**Goal of the exercise:**
Copy the listing below line for line, changing nothing.

**Excerpted data:**
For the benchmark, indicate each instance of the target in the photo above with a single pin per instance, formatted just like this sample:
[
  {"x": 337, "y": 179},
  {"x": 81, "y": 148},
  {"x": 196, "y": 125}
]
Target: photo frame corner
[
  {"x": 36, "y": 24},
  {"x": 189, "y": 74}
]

**Completed task:**
For the benchmark, indicate each instance of the target in the photo above with a single pin per instance, formatted just like this sample:
[
  {"x": 337, "y": 179},
  {"x": 81, "y": 148},
  {"x": 196, "y": 125}
]
Target: photo frame corner
[
  {"x": 36, "y": 24},
  {"x": 189, "y": 74}
]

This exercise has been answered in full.